Trecho:
Esta é uma edição diferente do Spam Zine. Sem consultar os outros editores, resolvi modificar um pouco o formato do zine. Mas calma. Não é nenhum golpe; apenas uma experiência. Como os leitores mais assíduos podem ter notado, ultimamente o Spam, tanto no e-zine quanto no weblog, tem estado um tanto atrasado.
 
Os motivos desses atrasos e dasatualizações são os mais variados. Todos nós temos problemas particulares e afazeres que nos obrigam a privilegiar outras tarefas além da edição deste zine. A situação faz nascer cãs na cabeça do Inagaki e espanta alguns leitores mais exigentes. Com razão. Estabelecemos um projeto e precisamos ser fiéis a nossas próprias regras.

Dados registrados:
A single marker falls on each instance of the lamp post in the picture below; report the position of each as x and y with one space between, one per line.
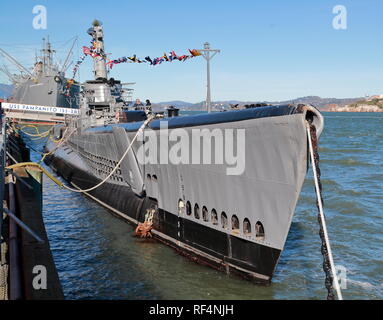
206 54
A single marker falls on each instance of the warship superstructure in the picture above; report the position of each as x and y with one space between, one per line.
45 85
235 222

==

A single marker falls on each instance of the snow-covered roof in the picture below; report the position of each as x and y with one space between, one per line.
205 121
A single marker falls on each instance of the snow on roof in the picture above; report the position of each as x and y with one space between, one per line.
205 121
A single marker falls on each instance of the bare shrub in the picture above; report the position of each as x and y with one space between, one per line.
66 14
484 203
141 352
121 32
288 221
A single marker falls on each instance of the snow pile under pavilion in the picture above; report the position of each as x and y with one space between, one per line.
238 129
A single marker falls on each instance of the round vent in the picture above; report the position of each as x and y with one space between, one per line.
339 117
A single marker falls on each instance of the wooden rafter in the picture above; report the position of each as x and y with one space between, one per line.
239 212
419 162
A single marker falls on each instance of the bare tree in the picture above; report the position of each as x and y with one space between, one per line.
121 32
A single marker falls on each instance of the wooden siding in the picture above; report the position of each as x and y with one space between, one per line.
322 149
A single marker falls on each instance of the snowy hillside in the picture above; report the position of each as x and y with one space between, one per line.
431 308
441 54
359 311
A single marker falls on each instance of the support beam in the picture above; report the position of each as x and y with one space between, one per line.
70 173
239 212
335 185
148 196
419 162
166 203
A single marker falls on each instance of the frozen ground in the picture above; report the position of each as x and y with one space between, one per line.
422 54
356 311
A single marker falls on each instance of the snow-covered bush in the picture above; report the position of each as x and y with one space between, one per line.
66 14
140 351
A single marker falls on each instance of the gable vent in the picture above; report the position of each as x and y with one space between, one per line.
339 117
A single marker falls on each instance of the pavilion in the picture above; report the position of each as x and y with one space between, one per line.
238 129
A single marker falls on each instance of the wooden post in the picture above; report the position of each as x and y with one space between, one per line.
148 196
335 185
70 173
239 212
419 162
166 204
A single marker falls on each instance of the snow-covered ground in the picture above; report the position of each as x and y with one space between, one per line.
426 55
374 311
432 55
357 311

--

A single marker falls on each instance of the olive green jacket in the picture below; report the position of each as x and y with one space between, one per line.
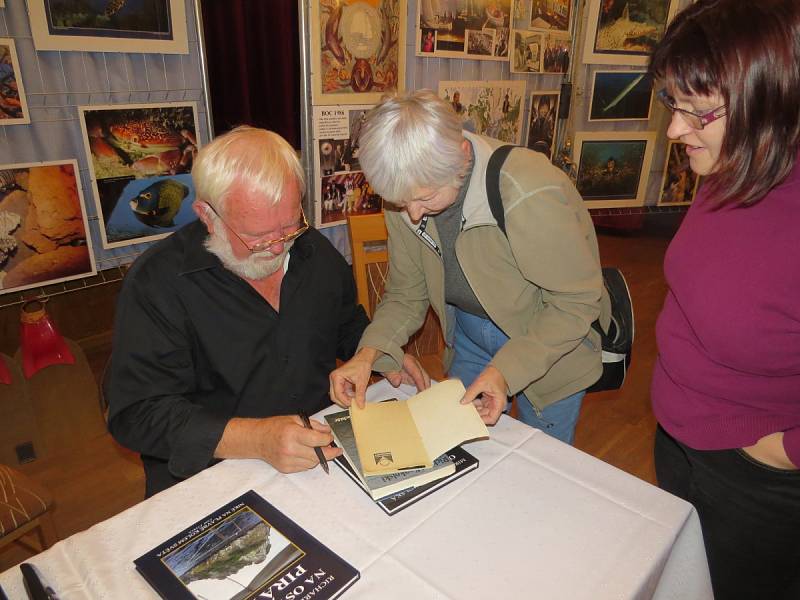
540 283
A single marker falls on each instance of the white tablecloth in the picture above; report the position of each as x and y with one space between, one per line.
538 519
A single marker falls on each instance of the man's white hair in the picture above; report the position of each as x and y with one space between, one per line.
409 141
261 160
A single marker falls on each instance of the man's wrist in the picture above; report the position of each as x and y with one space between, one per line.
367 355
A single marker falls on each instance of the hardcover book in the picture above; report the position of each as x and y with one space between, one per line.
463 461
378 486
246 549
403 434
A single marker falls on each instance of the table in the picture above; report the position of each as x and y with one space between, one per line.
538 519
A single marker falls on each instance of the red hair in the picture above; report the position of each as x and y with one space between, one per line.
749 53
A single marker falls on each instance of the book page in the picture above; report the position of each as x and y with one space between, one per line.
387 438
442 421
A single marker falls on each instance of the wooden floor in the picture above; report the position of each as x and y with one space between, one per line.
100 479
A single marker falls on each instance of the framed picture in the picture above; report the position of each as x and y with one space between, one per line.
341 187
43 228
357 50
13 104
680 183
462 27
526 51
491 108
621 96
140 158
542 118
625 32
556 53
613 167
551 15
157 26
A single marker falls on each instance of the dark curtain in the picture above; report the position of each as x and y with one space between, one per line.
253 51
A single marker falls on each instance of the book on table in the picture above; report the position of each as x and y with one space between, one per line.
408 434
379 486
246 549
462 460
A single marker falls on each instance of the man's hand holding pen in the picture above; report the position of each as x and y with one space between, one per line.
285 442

Pedido escrito 1:
Liste todas as frases do primeiro parágrafo do trecho sobre o Spam Zine.
Pedido escrito 2:
Copie palavra por palavra a parte do trecho que vai de "Os motivos desses" até "nossas próprias regras.".
Pedido escrito 3:
Responda com base no trecho sobre o Spam Zine:
(a) O que foi modificado sem consultar os outros editores?
(b) Em quais dois meios o Spam tem estado atrasado?
(c) Que efeito a situação tem sobre alguns leitores mais exigentes?
Os registros são um material à parte, sem ligação com o trecho.

Resposta completa 1:
Esta é uma edição diferente do Spam Zine.
Sem consultar os outros editores, resolvi modificar um pouco o formato do zine.
Mas calma.
Não é nenhum golpe; apenas uma experiência.
Como os leitores mais assíduos podem ter notado, ultimamente o Spam, tanto no e-zine quanto no weblog, tem estado um tanto atrasado.

Resposta completa 2:
Os motivos desses atrasos e dasatualizações são os mais variados. Todos nós temos problemas particulares e afazeres que nos obrigam a privilegiar outras tarefas além da edição deste zine. A situação faz nascer cãs na cabeça do Inagaki e espanta alguns leitores mais exigentes. Com razão. Estabelecemos um projeto e precisamos ser fiéis a nossas próprias regras.

Resposta completa 3:
(a) Um pouco do formato do zine.
(b) No e-zine e no weblog.
(c) A situação os espanta.